“蝴蝶君”的性别追寻
——对《蝴蝶君》中伽里玛的一种霍米·巴巴式解读
2015-04-11谢诗彤云南师范大学外国语学院云南昆明650500
谢诗彤(云南师范大学 外国语学院, 云南 昆明 650500)
●文学研究
“蝴蝶君”的性别追寻
——对《蝴蝶君》中伽里玛的一种霍米·巴巴式解读
谢诗彤
(云南师范大学 外国语学院, 云南 昆明 650500)
《蝴蝶君》是美国华裔作家黄哲伦以著名歌剧《蝴蝶夫人》作为颠覆原型而创作完成的戏剧。借助霍米·巴巴的混杂理论来探讨男主角伽里玛的性别追寻过程,代表西方权威中心的伽里玛在剧末走向死亡,而在他眼中代表东方软弱无能的宋丽玲却活到了最后。通过对这一不同结局的分析比较得出,伽里玛的死亡是因为他不能认同性别混杂只追求单一性别身份而造成。如果他能对东西方文化有清楚的认识,或许悲剧就可以避免。
《蝴蝶君》; 霍米·巴巴; 混杂; 性别
一、引言
黄哲伦是目前在好莱坞和百老汇最活跃的华裔剧作家。他的《蝴蝶君》自1988年首演之后大受欢迎。而他也由此获得当年托尼奖最佳戏剧奖,成为首位获此殊荣的华裔作家。《蝴蝶君》是对意大利作曲家普契尼著名歌剧《蝴蝶夫人》的一次全面改写。《蝴蝶夫人》中温柔顺从的东方女性巧巧桑为爱而死,而在《蝴蝶君》中,这样为爱牺牲的举动却变成了“高大威猛”的西方男性伽里玛。这样的反写在过去的研究中,学者们也给予了一定的重视,认为黄哲伦是挑战了西方的权威[1-2]。但国内也有部分学者对这一说法持有异议。他们认为这并不是颠覆,因为戏剧中宋丽玲的间谍身份,文革中的中国等情节安排是对东方狡猾落后这一固有概念的雪上加霜[3-4]。除此之外,性别问题也是研究《蝴蝶君》的一个热门话题。宁显锦[5]从雌雄同体出发,分析了剧中男性化的女人和女性化的男人;董亮[6]从性别结构出发,为这一作品提供了新的阐释视角;洪文慧[7]从性别政治着手,以此对殖民主义意识形态提出深刻的批判。另外,在过去的研究中,也有学者运用霍米·巴巴的混杂理论来分析此剧[8-9],但鲜有人将混杂理论与性别身份结合在一起来分析此剧。所以,在这篇文章里,我们将把焦点放到剧中男主角伽里玛的性别追寻及性别混杂上,并与“女”主角宋丽玲的性别追寻相比较,分析得出伽里玛最终走向死亡的原因。

记录数据 |

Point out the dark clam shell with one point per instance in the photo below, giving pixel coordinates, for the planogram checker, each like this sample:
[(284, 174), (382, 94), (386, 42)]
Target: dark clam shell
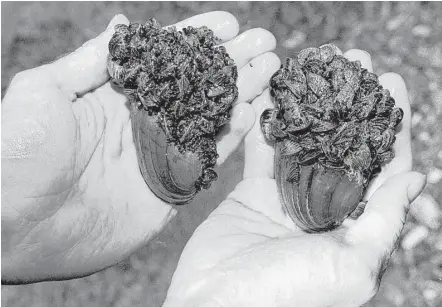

题目 1 |
按论文节选所述,黄哲伦凭《蝴蝶君》获得了哪个奖项?
题目 2 |
判断以下说法是否与论文节选相符,并引用节选原文作为依据:(a) 《蝴蝶君》改写的歌剧《蝴蝶夫人》出自意大利作曲家普契尼;(b) 剧末宋丽玲走向死亡,伽里玛活到了最后;(c) 已有许多学者将混杂理论与性别身份结合起来分析此剧。
题目 3 |
论文节选在谈性别问题时点名了哪些学者?逐一列出,并注明各自的研究出发点。
这些数据出自另一来源。

正确答案 1 |
当年托尼奖最佳戏剧奖。

正确答案 2 |
(a) 是:“《蝴蝶君》是对意大利作曲家普契尼著名歌剧《蝴蝶夫人》的一次全面改写”
(b) 否:“代表西方权威中心的伽里玛在剧末走向死亡,而在他眼中代表东方软弱无能的宋丽玲却活到了最后”
(c) 否:“但鲜有人将混杂理论与性别身份结合在一起来分析此剧”

正确答案 3 |
宁显锦:雌雄同体
董亮:性别结构
洪文慧:性别政治